## What needs to be done
Could you arrange the records below as a numbered list, starting at the line containing "Check that each instance of the green" and running through the end of the records, with both ends included? Leave out any blank lines and anything before that starting line.

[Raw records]
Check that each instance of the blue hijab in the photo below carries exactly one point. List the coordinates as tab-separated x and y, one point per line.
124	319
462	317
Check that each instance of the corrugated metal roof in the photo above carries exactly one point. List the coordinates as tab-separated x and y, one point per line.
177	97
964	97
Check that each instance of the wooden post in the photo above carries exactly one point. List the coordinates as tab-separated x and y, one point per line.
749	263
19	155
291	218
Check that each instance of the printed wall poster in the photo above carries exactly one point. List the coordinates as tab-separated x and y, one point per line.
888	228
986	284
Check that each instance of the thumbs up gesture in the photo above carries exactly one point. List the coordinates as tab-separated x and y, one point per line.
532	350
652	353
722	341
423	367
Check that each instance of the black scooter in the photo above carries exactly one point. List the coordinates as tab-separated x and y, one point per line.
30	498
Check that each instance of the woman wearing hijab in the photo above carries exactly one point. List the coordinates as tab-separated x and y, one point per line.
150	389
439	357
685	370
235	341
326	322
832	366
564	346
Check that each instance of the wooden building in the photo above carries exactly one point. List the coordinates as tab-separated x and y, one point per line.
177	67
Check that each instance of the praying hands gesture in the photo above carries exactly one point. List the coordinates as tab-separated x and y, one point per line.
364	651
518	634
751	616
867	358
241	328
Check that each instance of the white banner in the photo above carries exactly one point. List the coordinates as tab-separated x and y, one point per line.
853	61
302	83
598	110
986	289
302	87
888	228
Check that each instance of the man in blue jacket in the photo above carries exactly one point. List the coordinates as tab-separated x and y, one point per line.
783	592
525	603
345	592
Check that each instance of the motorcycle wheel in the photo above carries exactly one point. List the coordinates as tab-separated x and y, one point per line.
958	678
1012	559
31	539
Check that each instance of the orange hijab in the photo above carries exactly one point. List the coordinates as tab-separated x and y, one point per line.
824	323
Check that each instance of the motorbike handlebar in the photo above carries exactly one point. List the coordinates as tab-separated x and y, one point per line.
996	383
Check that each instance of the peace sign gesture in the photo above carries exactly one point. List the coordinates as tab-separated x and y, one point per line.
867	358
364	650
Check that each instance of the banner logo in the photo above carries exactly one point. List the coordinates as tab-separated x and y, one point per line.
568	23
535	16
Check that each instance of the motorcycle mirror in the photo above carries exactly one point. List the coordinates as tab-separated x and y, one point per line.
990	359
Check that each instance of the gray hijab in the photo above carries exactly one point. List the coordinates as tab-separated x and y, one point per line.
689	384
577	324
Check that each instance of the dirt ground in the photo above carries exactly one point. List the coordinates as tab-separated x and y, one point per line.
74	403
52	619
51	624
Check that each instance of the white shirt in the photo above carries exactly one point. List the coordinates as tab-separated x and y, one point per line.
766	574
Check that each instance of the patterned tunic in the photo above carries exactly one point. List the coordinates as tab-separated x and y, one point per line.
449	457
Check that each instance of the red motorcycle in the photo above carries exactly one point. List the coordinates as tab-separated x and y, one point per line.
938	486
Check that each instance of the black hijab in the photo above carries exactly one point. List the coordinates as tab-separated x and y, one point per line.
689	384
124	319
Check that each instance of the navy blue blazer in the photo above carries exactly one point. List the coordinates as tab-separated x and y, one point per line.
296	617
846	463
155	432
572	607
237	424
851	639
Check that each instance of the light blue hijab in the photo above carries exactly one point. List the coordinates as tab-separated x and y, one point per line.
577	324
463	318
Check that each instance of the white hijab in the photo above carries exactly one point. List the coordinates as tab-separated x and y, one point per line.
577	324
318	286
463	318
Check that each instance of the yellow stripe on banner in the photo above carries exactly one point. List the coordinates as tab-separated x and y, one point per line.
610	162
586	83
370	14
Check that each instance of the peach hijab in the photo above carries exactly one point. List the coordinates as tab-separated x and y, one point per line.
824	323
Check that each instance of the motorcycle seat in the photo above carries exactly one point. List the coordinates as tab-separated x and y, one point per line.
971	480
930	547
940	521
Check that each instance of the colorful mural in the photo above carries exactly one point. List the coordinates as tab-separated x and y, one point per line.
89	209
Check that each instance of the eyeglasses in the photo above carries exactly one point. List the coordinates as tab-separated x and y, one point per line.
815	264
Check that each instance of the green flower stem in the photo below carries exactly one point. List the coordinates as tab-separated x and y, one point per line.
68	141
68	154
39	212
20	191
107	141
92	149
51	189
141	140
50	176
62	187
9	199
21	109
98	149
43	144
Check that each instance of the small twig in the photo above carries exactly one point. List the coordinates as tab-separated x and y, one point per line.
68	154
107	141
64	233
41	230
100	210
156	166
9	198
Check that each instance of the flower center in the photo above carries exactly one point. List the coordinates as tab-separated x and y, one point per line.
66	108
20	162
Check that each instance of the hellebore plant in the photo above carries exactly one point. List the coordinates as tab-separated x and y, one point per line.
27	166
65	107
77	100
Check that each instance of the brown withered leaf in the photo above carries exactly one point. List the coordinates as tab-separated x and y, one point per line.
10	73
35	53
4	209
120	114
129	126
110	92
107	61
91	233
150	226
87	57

## Result for this exercise
1. Check that each instance of the green flower stem in the photo below carries exactly one point. List the coordinates as tab-separated x and y, one point per line.
2. 68	141
3. 68	154
4. 39	212
5. 20	191
6. 107	141
7. 92	149
8. 51	189
9. 141	140
10. 50	176
11. 62	187
12. 9	199
13. 21	109
14. 98	149
15. 43	144
16. Check that each instance of the small twig in the photo above carries exactly one point. List the coordinates as tab-separated x and y, one point per line.
17. 68	154
18. 107	141
19. 64	233
20. 41	230
21. 100	210
22. 156	166
23. 9	198
24. Check that each instance of the flower center in the photo above carries exactly one point. List the coordinates as tab-separated x and y, one point per line.
25. 66	108
26. 20	162
27. Check that each instance of the hellebore plant in the photo above carries exactly one point. List the coordinates as tab-separated x and y, one point per line.
28. 27	166
29. 65	107
30. 77	100
31. Check that each instance of the brown withered leaf in the photo above carries exactly one point. List the coordinates as tab-separated x and y, one point per line.
32. 10	73
33. 35	53
34. 4	209
35. 120	114
36. 129	126
37. 110	92
38. 107	61
39. 91	233
40. 150	226
41. 87	57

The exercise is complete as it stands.